[EXERCISE OBJECTIVE]
Answer these questions from the passage on high-flyer stocks:
1. Which company does the author name as a better US-focused ride-sharing play?
2. How many high flyers do the valuation tables cover?
3. What ratio does Table 3 use to rank the companies?

[GIVEN PASSAGE]
BEGIN

Cyclicality / reflation (table 5): The recovering economy will also propel some of the high flyers, and potentially hold back others, as I present in the final table. As far as the pending economic uplift that is already underway, trends that were in place pre-pandemic (e-commerce growth at expense of high street, ride sharing, home sharing (ABNB), cybersecurity, cloud solutions, use of mobile apps, etc) will continue, and perhaps even accelerate. I see the biggest beneficiaries of the recovering economy being the same companies in fact that were hammered the hardest in the second-quarter 2020 as economies in many parts of the world were shuddered for weeks on end and travel stopped abruptly. ABNB and UBER are at the top of the list of the worst affected and should therefore be major beneficiaries of the recovery (although UBER will be dragged down by the decline of Uber Eats potentially, so LYFT remains a better US-focused ride-sharing play in my opinion). Similarly, as in-face dialogue, meetings and business travel resumes, even partially, names like ZM and DOCU could see their growth moderate, although I still expect that both companies – dominant in their markets – will continue to grow. I probably like DASH the least because I believe that the growth of their business could moderate post-pandemic, and none of the food delivery companies as of yet seem to know the formula for making money.


The First Three Tables: Share performance, size and valuation


As I mentioned in the opening section of this article, the tables below provide some valuation metrics for the 22 high flyers, the FAANG+M names, and for TSLA and ARKK. I have included three tables with these companies ranked three different ways:


1. Current price as a percent of 52-week high (from high to low)

2. Market value of each company (to give an idea of each companies’ size)

3. Market cap-to-forward sales for each company (to give an idea of each companies’ valuation)


All three tables include YtD returns and whether or not the companies were bottom-line profitable based on GAAP (notrestated earnings) in at least one of the last four quarters.

Table 1: Price, YtD Return and % 52-Week High


Table 2: Size (market capitalisation)


Table 3: Valuation (ratio market cap to forward revenues)

Pandemic and Recession/Reflation Comments


The chart below profiles how some of the 22 high flyers were affected by the pandemic. Sorry for the small print!


The last table below looks at the effects of a recovering economy on a subset of the 22 names.

END

[DATASET CONTENT]
BEGIN

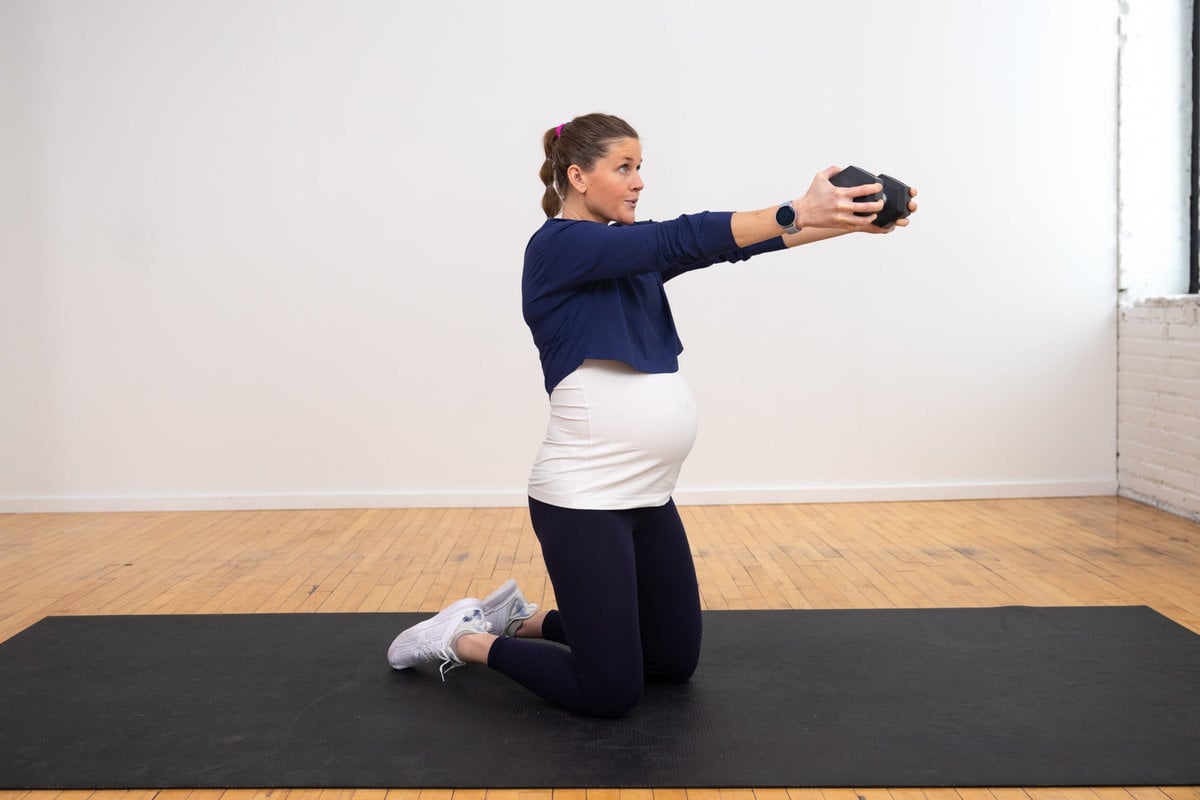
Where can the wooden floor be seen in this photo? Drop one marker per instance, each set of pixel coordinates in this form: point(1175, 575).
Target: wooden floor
point(1055, 552)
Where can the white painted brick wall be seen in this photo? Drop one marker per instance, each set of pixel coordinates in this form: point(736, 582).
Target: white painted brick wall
point(1158, 403)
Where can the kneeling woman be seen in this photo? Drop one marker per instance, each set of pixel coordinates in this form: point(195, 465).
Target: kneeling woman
point(622, 421)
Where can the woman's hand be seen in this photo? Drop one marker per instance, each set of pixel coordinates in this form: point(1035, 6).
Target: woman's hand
point(826, 205)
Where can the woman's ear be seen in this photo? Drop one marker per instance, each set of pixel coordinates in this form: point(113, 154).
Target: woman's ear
point(576, 179)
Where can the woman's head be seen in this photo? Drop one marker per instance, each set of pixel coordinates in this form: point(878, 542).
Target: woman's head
point(582, 143)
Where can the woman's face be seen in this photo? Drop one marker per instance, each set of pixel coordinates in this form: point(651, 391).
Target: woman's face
point(611, 188)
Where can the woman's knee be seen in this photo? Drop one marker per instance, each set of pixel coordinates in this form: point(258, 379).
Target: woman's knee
point(613, 693)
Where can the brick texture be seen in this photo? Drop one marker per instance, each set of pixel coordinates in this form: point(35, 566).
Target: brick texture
point(1158, 403)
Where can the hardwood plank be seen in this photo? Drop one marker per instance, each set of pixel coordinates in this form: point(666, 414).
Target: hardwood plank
point(1057, 551)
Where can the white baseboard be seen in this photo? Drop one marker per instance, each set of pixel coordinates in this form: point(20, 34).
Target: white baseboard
point(514, 498)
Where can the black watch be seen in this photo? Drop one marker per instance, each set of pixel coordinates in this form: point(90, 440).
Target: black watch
point(785, 215)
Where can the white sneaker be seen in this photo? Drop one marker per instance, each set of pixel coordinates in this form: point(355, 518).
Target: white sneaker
point(505, 608)
point(435, 638)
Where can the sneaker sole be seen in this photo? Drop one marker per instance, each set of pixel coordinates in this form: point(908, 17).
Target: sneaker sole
point(441, 618)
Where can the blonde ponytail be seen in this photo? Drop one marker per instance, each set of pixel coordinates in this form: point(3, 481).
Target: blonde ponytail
point(582, 142)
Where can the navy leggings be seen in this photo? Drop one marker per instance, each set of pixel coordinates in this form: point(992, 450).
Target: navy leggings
point(628, 609)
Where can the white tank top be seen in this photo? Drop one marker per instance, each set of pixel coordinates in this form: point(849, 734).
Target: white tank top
point(616, 438)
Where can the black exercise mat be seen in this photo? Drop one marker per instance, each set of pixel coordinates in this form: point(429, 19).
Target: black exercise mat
point(838, 698)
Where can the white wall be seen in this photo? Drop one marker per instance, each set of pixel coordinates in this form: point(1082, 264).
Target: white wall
point(268, 253)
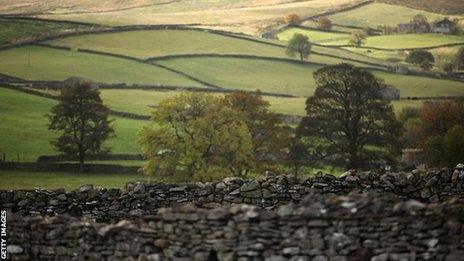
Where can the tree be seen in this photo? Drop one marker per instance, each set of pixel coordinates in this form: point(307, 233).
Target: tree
point(324, 23)
point(82, 119)
point(292, 19)
point(347, 117)
point(422, 58)
point(421, 20)
point(438, 117)
point(459, 59)
point(447, 149)
point(199, 134)
point(448, 68)
point(357, 38)
point(268, 134)
point(299, 44)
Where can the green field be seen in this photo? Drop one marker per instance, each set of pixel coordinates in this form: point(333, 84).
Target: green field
point(250, 74)
point(159, 43)
point(68, 181)
point(296, 79)
point(395, 41)
point(376, 14)
point(154, 43)
point(315, 36)
point(15, 30)
point(143, 101)
point(24, 128)
point(409, 41)
point(52, 64)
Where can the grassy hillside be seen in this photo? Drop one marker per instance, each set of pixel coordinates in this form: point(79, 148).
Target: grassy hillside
point(52, 64)
point(436, 6)
point(24, 127)
point(376, 14)
point(158, 43)
point(296, 79)
point(314, 36)
point(68, 181)
point(152, 43)
point(16, 30)
point(143, 101)
point(250, 18)
point(403, 41)
point(395, 41)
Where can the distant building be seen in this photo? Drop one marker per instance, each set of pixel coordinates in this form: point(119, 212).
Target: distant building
point(413, 27)
point(444, 26)
point(400, 69)
point(390, 93)
point(71, 81)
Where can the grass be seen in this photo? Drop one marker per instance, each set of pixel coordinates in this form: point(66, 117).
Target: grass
point(408, 41)
point(153, 43)
point(376, 14)
point(13, 180)
point(315, 36)
point(250, 74)
point(24, 128)
point(296, 79)
point(158, 43)
point(52, 64)
point(187, 12)
point(14, 30)
point(143, 101)
point(387, 55)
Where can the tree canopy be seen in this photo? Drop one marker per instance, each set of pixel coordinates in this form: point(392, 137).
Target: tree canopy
point(347, 120)
point(299, 45)
point(201, 134)
point(82, 119)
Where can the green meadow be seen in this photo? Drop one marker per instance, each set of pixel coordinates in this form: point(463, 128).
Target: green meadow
point(24, 128)
point(376, 14)
point(315, 36)
point(43, 63)
point(296, 79)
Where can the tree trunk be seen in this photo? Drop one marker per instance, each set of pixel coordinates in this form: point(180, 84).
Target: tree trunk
point(81, 162)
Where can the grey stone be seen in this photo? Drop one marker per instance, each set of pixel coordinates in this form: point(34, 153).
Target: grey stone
point(14, 249)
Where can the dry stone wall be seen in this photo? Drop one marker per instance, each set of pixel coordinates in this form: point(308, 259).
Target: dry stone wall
point(359, 216)
point(140, 199)
point(321, 227)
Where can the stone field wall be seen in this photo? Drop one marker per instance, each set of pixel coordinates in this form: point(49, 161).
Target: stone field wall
point(360, 216)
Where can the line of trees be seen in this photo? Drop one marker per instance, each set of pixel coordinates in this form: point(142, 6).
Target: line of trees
point(347, 124)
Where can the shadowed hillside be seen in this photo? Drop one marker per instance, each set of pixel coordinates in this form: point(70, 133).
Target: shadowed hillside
point(436, 6)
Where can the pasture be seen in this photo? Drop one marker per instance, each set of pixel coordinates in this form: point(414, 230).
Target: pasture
point(295, 78)
point(43, 63)
point(245, 18)
point(376, 14)
point(160, 43)
point(315, 36)
point(17, 30)
point(154, 43)
point(24, 128)
point(68, 181)
point(412, 41)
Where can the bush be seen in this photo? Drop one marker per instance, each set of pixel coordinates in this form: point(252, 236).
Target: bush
point(446, 150)
point(292, 19)
point(324, 23)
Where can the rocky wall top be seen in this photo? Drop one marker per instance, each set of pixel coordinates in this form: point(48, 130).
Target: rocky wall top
point(321, 227)
point(142, 199)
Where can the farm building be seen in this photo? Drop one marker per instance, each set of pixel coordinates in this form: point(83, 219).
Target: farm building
point(390, 93)
point(444, 26)
point(413, 27)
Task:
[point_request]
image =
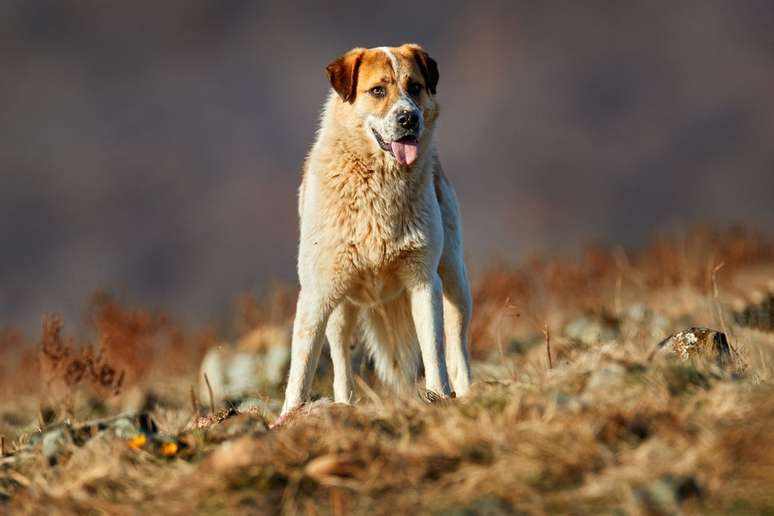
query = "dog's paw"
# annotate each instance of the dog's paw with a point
(286, 416)
(433, 397)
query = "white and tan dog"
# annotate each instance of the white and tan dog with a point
(381, 246)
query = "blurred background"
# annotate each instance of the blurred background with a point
(154, 149)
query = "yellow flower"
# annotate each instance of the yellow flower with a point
(169, 449)
(138, 441)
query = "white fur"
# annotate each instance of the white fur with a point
(380, 251)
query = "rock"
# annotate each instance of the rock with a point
(54, 443)
(697, 344)
(592, 330)
(665, 494)
(608, 377)
(258, 362)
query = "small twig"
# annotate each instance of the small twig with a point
(718, 308)
(209, 390)
(194, 404)
(547, 335)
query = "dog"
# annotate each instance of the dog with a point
(380, 248)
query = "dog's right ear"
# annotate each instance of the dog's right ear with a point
(343, 74)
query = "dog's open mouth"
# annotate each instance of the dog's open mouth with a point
(404, 150)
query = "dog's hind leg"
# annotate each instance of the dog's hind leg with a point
(339, 332)
(457, 301)
(457, 308)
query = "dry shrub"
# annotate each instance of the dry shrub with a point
(277, 308)
(64, 361)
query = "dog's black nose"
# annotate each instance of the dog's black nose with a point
(408, 119)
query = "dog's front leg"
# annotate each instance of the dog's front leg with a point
(341, 326)
(427, 311)
(308, 334)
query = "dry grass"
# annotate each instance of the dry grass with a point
(571, 411)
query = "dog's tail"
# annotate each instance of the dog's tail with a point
(391, 342)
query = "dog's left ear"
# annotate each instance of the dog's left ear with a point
(343, 74)
(427, 66)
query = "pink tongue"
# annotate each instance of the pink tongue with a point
(404, 152)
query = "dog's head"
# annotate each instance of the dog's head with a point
(388, 96)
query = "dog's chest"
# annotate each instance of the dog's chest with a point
(381, 218)
(374, 288)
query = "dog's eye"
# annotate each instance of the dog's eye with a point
(414, 88)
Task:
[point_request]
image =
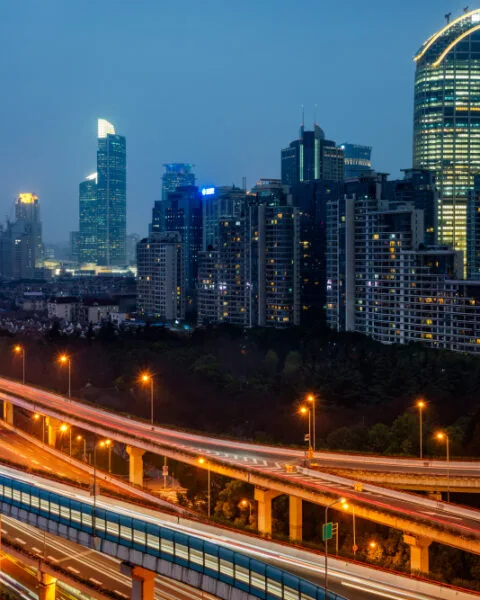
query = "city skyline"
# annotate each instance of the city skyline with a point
(156, 118)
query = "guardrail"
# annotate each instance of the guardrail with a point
(237, 570)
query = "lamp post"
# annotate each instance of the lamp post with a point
(145, 379)
(203, 461)
(354, 527)
(21, 350)
(66, 360)
(38, 417)
(80, 438)
(421, 404)
(63, 429)
(441, 435)
(337, 501)
(313, 400)
(306, 410)
(107, 444)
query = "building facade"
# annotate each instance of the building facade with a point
(88, 220)
(161, 277)
(447, 119)
(111, 196)
(358, 159)
(175, 176)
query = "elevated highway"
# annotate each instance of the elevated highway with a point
(355, 581)
(275, 471)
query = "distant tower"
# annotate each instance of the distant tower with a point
(87, 250)
(175, 176)
(111, 196)
(447, 119)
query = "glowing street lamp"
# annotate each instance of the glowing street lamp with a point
(63, 429)
(306, 410)
(21, 350)
(203, 461)
(443, 437)
(421, 404)
(313, 400)
(147, 378)
(64, 359)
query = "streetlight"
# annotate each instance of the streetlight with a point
(421, 404)
(145, 379)
(346, 506)
(64, 359)
(79, 438)
(312, 399)
(64, 428)
(337, 501)
(442, 436)
(246, 503)
(107, 444)
(203, 461)
(21, 350)
(306, 410)
(37, 417)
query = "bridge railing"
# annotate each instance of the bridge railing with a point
(255, 577)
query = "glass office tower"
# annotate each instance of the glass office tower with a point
(447, 119)
(111, 196)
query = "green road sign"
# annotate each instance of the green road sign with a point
(327, 531)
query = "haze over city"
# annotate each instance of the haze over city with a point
(217, 84)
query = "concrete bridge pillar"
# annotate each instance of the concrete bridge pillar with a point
(419, 561)
(135, 465)
(295, 518)
(143, 581)
(8, 412)
(47, 586)
(264, 511)
(52, 428)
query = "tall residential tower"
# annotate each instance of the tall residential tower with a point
(447, 119)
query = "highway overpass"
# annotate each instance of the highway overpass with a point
(273, 471)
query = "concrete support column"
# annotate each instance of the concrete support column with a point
(264, 511)
(135, 465)
(52, 428)
(295, 518)
(47, 586)
(419, 562)
(143, 581)
(8, 412)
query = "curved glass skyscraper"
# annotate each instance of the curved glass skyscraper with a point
(447, 119)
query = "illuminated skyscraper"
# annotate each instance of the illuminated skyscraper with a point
(447, 119)
(111, 196)
(87, 245)
(175, 176)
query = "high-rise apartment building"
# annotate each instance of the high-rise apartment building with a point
(312, 157)
(175, 176)
(181, 211)
(88, 220)
(419, 188)
(358, 159)
(111, 196)
(24, 240)
(160, 281)
(274, 285)
(447, 119)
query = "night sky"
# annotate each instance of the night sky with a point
(218, 83)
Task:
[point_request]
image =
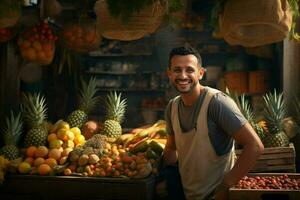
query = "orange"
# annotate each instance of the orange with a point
(30, 151)
(29, 160)
(48, 47)
(25, 44)
(90, 36)
(41, 56)
(51, 162)
(70, 135)
(51, 136)
(66, 151)
(44, 169)
(24, 168)
(55, 144)
(62, 134)
(31, 54)
(63, 160)
(76, 131)
(37, 45)
(55, 154)
(41, 151)
(38, 161)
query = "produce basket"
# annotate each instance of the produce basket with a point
(10, 12)
(37, 44)
(7, 33)
(267, 186)
(81, 36)
(138, 25)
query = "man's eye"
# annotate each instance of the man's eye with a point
(190, 71)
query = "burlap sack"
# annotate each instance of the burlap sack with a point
(140, 24)
(253, 23)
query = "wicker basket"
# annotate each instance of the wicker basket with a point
(140, 24)
(255, 23)
(237, 81)
(81, 37)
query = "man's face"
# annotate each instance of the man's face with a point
(185, 73)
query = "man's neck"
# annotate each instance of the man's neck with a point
(190, 98)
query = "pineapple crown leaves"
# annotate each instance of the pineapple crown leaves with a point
(12, 129)
(115, 107)
(274, 111)
(34, 109)
(243, 104)
(126, 8)
(87, 98)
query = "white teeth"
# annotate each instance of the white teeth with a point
(182, 82)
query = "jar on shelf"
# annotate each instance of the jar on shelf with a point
(37, 44)
(81, 36)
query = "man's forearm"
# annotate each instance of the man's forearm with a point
(245, 162)
(170, 157)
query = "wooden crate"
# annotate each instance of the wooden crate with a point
(275, 159)
(263, 194)
(75, 188)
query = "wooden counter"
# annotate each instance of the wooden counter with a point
(25, 187)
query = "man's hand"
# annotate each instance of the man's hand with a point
(222, 192)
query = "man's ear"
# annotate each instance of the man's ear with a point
(201, 72)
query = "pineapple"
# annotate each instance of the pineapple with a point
(274, 113)
(87, 101)
(115, 110)
(245, 108)
(11, 135)
(35, 112)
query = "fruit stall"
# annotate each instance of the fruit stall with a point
(83, 90)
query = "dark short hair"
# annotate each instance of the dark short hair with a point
(183, 51)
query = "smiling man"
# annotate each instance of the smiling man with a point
(202, 125)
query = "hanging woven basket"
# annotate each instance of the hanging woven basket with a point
(81, 36)
(10, 12)
(255, 23)
(139, 24)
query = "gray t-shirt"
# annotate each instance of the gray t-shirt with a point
(224, 118)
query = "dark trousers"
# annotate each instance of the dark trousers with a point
(171, 175)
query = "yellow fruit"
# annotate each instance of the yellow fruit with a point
(62, 134)
(37, 45)
(30, 151)
(55, 154)
(66, 151)
(41, 151)
(69, 144)
(67, 172)
(80, 140)
(41, 56)
(30, 54)
(55, 144)
(51, 162)
(51, 137)
(38, 161)
(24, 168)
(63, 160)
(76, 131)
(44, 169)
(64, 125)
(70, 135)
(29, 160)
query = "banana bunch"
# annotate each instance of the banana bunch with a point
(3, 166)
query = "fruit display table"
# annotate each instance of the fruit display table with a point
(276, 186)
(25, 187)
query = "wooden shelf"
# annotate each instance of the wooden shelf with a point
(101, 89)
(118, 72)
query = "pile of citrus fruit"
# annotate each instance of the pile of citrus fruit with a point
(37, 44)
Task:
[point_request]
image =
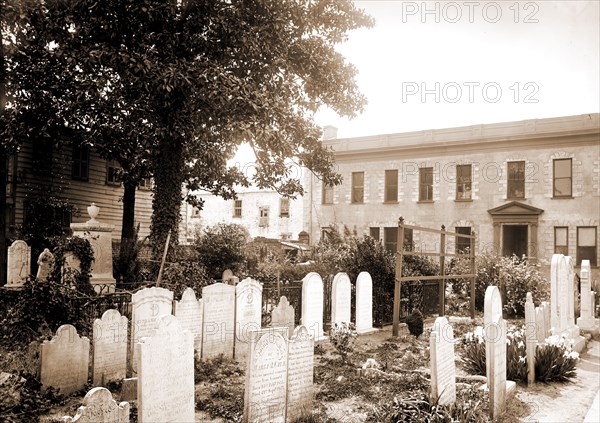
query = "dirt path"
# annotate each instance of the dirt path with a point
(569, 402)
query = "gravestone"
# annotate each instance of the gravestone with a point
(148, 305)
(586, 320)
(189, 315)
(364, 303)
(312, 305)
(45, 265)
(18, 262)
(166, 374)
(443, 368)
(284, 316)
(562, 287)
(495, 352)
(341, 298)
(218, 324)
(99, 407)
(248, 314)
(65, 360)
(100, 237)
(266, 376)
(301, 348)
(110, 348)
(530, 338)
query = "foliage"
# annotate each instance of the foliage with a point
(343, 336)
(555, 360)
(221, 247)
(415, 323)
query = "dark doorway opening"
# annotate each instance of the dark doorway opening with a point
(514, 240)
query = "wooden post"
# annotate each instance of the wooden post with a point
(473, 272)
(442, 283)
(398, 283)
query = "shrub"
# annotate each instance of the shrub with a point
(555, 361)
(221, 247)
(342, 336)
(415, 323)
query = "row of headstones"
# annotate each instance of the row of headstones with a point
(19, 264)
(312, 302)
(442, 359)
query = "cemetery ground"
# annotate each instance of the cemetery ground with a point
(344, 392)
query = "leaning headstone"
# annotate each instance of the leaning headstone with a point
(495, 351)
(530, 338)
(99, 407)
(586, 320)
(266, 377)
(218, 324)
(248, 314)
(189, 314)
(166, 374)
(148, 305)
(45, 265)
(110, 348)
(364, 303)
(284, 316)
(301, 348)
(65, 360)
(341, 298)
(312, 305)
(443, 367)
(18, 261)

END

[WRITTEN RESPONSE]
1. LYFT
2. 22
3. Market cap to forward revenues